→ WHAT YOU WILL DO
All the data should come back exactly as it was given.

Records from a collection:
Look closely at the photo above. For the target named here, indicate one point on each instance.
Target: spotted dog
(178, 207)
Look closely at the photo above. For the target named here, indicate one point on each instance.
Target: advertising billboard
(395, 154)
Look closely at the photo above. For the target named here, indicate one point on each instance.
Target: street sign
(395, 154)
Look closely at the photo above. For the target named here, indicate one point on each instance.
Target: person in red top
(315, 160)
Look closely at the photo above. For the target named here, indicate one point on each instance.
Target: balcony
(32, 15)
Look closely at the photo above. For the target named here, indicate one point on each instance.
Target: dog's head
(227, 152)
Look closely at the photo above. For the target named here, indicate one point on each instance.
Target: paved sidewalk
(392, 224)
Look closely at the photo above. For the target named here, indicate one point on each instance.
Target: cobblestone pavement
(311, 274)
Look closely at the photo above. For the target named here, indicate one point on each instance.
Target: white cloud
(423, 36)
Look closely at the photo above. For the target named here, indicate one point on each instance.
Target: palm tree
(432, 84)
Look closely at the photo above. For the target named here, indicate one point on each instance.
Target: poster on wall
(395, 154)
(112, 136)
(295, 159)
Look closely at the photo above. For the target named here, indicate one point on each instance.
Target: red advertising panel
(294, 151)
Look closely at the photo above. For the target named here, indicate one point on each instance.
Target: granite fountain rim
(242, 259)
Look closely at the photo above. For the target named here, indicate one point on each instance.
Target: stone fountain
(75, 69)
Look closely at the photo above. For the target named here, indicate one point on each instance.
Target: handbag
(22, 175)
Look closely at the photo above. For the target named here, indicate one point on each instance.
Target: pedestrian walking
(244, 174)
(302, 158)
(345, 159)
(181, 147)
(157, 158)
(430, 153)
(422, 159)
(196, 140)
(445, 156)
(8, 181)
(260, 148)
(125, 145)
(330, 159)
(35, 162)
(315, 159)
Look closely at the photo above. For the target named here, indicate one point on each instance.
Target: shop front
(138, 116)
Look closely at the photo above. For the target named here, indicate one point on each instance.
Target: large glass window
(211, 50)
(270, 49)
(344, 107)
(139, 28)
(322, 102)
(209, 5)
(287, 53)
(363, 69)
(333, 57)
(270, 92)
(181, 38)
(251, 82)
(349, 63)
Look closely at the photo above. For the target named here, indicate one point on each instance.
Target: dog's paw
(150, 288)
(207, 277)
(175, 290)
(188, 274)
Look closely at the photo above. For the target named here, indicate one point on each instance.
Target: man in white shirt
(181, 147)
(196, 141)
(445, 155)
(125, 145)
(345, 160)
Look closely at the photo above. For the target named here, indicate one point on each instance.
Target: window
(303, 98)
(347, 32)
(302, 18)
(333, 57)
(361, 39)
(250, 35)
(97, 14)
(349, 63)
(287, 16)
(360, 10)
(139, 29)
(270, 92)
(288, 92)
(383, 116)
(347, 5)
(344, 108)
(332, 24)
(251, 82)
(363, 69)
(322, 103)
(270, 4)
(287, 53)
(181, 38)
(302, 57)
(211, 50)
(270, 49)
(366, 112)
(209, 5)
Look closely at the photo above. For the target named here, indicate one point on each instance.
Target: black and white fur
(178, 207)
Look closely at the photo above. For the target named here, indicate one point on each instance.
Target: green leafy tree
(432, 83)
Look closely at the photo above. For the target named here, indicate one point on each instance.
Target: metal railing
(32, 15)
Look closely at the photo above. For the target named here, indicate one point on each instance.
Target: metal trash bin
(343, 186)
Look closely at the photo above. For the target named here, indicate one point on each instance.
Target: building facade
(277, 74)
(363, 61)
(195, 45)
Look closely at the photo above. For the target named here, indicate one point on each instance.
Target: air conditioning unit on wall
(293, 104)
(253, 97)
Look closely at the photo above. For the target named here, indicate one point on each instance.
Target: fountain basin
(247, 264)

→ TASK ANSWER
Look closely at the photo above. For the target named here, indicate one point on each instance.
Target: spotted dog
(178, 207)
Look closely at the photo above. For the target named here, indicate one point on each instance.
Target: advertising billboard
(395, 154)
Look closely at the photo above. For the target named here, indicate one point on each instance.
Target: street sign
(395, 154)
Look closely at the photo above. For the target named here, indicate one point on each instance.
Target: person in red top
(315, 160)
Look closely at the photo above. For the target named here, indicate one point on each instance.
Target: balcony
(32, 15)
Look closely at the photo above. For the target named here, indicate one point on each instance.
Target: dog's head
(227, 152)
Look closely at the photo above. For the target named here, indicate one point on each instance.
Target: paved sidewalk
(392, 224)
Look closely at the photo above. For the target named here, indicate one point on each instance.
Target: cobblestone pavement
(311, 274)
Look closely at the photo above. For the target named here, indicate one point on each instance.
Target: white cloud
(423, 36)
Look closely at the photo above. For the target named here, indicate one point on each instance.
Target: palm tree
(432, 84)
Look closely at the photo above. For the target named here, indicate one point on each instance.
Target: poster on wall
(395, 154)
(112, 136)
(295, 159)
Look closely at the photo above. For the target named here, indicate one point on each instance.
Target: red advertising panel
(294, 151)
Look closely at the photo above. For the target named here, indicate one point on each instance.
Target: granite fountain rim
(242, 259)
Look closely at the photo above. For the target named here, indicate one point on each instance.
Target: stone fountain
(75, 69)
Look closely at the photo above. For the target named here, indicate one point on each instance.
Target: handbag
(22, 175)
Look closely at the photo above. For the target named here, indicate one point on each instance.
Target: pedestrian walking
(244, 174)
(302, 158)
(345, 159)
(181, 147)
(157, 158)
(430, 153)
(422, 159)
(196, 140)
(445, 156)
(8, 181)
(260, 148)
(125, 145)
(330, 159)
(35, 162)
(315, 159)
Look closely at the photo above. For the target named here, indicate one point on each instance.
Target: shop front
(138, 116)
Look closely at the photo above. For the target named here, indicate one point on each instance.
Target: large glass window
(211, 50)
(270, 49)
(344, 107)
(139, 28)
(322, 102)
(209, 5)
(287, 53)
(363, 69)
(333, 57)
(270, 92)
(181, 38)
(251, 82)
(349, 63)
Look closely at the photo above. For the target named here, indicate one point on each instance.
Target: dog's paw
(150, 288)
(207, 277)
(175, 290)
(188, 274)
Look closely at the photo above. For the target named here, indicate one point on each instance.
Target: man in white shirt
(181, 147)
(196, 141)
(445, 155)
(125, 145)
(345, 160)
Look closely at the photo above. For the target named here, indicate one point on each instance.
Target: window
(303, 98)
(347, 32)
(302, 18)
(333, 57)
(361, 39)
(250, 35)
(97, 14)
(349, 63)
(287, 16)
(360, 10)
(139, 29)
(270, 92)
(288, 92)
(383, 116)
(347, 5)
(344, 108)
(332, 24)
(251, 82)
(363, 69)
(322, 103)
(270, 4)
(287, 53)
(181, 38)
(302, 57)
(211, 50)
(270, 49)
(366, 112)
(209, 5)
Look closely at the photo above. For the target named here, indicate one point on each instance.
Target: black and white fur
(178, 207)
Look closely at the photo above. For the target named here, indicate one point on each instance.
Target: green leafy tree
(432, 83)
Look closely at the photo above. For the target named here, indicate one point on each instance.
Target: metal railing
(32, 15)
Look closely at the photo above. For the target named here, indicate one point on each instance.
Target: metal trash bin
(343, 186)
Look closely at the photo above. For the target named here, indicate one point on each instance.
Target: building facade
(277, 74)
(363, 61)
(195, 45)
Look closely at the photo above. For the target named here, indicate one point on each instance.
Target: air conditioning unit on wall
(293, 104)
(253, 97)
Look closely at the photo above. For the target named here, indicate one point on each instance.
Target: fountain basin
(247, 264)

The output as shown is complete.